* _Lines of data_

---*---

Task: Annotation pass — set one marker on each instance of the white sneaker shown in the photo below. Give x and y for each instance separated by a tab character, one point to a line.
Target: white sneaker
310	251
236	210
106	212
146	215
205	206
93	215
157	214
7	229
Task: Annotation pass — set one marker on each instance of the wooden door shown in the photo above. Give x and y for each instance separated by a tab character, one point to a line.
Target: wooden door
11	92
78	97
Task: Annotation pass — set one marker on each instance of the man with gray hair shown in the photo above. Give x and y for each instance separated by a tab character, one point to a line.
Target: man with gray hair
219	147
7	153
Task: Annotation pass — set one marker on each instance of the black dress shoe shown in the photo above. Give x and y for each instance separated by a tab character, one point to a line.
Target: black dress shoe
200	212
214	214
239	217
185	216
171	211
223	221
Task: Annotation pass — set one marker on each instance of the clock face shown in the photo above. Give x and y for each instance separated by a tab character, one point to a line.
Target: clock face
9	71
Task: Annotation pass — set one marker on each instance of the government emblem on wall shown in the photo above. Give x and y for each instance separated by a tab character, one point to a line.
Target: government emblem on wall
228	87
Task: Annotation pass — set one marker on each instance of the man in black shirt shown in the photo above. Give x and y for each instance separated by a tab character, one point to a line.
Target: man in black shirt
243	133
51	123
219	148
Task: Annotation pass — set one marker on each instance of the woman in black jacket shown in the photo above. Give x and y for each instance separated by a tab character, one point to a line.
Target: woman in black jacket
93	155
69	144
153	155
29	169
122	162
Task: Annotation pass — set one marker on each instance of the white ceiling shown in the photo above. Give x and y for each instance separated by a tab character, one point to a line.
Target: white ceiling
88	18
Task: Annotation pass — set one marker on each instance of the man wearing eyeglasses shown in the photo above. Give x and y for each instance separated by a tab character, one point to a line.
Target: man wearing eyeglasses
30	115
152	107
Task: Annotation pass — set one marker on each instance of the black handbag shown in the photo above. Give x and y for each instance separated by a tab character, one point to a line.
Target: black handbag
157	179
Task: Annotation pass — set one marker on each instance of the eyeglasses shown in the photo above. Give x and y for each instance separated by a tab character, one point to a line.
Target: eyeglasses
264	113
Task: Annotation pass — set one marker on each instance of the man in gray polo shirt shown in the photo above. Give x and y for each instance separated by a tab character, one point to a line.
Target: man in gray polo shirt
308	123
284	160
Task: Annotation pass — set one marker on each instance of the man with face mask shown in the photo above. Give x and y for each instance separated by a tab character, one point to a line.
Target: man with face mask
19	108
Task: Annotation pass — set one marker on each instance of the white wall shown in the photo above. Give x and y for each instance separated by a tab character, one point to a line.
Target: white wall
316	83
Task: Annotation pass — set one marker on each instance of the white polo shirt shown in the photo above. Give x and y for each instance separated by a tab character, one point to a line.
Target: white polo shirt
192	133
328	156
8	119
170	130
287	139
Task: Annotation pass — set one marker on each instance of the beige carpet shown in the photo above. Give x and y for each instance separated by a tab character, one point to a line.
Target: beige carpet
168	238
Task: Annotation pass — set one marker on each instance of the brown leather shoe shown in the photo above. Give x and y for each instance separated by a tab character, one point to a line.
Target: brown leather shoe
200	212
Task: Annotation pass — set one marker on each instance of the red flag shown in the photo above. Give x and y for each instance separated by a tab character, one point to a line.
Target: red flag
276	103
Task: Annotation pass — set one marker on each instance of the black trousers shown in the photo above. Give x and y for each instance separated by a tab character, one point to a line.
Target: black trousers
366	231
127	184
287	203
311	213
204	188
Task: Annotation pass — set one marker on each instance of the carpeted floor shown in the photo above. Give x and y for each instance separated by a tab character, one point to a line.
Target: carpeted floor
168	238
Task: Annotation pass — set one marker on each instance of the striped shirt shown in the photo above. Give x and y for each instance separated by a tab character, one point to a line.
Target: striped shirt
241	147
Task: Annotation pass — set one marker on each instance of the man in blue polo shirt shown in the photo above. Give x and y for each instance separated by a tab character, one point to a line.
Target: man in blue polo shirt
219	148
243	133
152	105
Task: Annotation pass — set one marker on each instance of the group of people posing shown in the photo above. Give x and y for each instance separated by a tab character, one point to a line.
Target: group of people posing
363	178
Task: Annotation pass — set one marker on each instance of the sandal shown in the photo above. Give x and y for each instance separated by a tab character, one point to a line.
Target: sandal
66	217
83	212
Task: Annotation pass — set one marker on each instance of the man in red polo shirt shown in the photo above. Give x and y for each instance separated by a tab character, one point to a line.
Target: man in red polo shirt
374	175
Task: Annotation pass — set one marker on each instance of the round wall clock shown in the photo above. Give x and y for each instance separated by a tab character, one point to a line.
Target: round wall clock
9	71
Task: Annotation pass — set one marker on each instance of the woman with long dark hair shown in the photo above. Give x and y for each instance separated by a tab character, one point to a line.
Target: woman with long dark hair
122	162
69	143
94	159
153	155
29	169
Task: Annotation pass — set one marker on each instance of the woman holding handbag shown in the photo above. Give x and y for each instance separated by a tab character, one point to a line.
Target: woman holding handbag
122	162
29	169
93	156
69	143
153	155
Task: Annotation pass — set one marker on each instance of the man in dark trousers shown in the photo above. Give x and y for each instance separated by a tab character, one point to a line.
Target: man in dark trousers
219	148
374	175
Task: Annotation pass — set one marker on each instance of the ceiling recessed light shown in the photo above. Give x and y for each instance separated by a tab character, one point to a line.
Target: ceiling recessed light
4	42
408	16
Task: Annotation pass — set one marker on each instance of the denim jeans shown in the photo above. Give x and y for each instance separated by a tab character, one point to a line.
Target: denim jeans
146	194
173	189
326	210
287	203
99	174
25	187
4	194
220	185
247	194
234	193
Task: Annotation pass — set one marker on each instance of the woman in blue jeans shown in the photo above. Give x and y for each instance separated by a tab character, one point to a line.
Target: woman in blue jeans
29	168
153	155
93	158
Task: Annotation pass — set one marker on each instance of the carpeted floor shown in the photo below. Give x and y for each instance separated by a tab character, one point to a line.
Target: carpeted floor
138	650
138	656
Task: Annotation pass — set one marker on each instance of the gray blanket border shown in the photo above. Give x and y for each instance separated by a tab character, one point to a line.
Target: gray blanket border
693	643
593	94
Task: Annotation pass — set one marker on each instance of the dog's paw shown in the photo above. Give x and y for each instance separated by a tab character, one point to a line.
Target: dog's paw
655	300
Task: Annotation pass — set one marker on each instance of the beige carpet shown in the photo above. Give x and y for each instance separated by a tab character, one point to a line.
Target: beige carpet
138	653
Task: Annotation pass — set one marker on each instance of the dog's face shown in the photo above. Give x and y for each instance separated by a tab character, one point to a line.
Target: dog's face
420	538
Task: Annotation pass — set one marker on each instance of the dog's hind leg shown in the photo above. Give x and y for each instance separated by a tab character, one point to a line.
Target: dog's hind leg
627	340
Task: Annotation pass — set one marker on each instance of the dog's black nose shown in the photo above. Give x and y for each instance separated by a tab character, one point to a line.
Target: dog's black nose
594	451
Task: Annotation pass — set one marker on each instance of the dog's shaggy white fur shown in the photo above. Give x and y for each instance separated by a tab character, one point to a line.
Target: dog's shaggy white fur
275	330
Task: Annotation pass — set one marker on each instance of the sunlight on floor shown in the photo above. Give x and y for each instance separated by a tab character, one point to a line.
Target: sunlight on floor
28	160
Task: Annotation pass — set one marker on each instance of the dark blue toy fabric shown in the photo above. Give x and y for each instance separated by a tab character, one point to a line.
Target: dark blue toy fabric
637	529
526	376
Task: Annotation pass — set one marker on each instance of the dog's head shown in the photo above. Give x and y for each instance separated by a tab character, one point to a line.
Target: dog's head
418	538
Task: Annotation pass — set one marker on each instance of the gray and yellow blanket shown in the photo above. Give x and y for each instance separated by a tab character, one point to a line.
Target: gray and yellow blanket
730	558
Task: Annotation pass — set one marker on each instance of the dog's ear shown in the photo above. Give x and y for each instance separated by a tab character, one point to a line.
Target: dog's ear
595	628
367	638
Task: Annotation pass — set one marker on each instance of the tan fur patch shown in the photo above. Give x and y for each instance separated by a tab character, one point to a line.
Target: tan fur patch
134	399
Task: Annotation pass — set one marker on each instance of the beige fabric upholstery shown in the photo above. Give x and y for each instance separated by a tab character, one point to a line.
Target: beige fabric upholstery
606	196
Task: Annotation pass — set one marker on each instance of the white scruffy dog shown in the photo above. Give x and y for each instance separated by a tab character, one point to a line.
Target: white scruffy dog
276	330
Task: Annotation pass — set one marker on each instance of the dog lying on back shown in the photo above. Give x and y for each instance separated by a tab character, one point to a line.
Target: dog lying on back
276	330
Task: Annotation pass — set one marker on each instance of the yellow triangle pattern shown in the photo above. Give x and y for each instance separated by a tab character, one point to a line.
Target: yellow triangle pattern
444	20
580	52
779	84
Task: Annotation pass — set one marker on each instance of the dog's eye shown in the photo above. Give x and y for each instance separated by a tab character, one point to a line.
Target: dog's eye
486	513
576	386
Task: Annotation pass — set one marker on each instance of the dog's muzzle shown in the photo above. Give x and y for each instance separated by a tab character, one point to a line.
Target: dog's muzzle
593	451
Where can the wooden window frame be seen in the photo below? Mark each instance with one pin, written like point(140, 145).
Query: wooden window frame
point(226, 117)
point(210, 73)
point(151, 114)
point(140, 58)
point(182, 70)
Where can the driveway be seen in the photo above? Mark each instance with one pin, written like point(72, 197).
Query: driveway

---*---

* _Task details_
Starting at the line that contains "the dog's eye", repeat each line exactly through the last one in the listing. Include both of those lines and nothing more.

* _Answer_
Task: Annotation pass — set one marker on each instance of the dog's eye shown in the photo above. Give x and y for each instance separated by a tab character, one point to a line.
Target: dog's eye
486	513
576	386
Task: Annotation pass — set one marker on each instance of the dog's muzzle shown in the photo above. Give x and y for each instance separated by a tab character, one point to a line.
Target: dog's muzzle
593	451
Where can the wooden window frame be seen in the photo below? Mark each instance with one pin, written like point(140, 145).
Query: wooden window frame
point(226, 117)
point(210, 73)
point(151, 114)
point(140, 58)
point(182, 70)
Where can the driveway be seen in the photo above? Mark each instance with one pin, written like point(72, 197).
Query: driveway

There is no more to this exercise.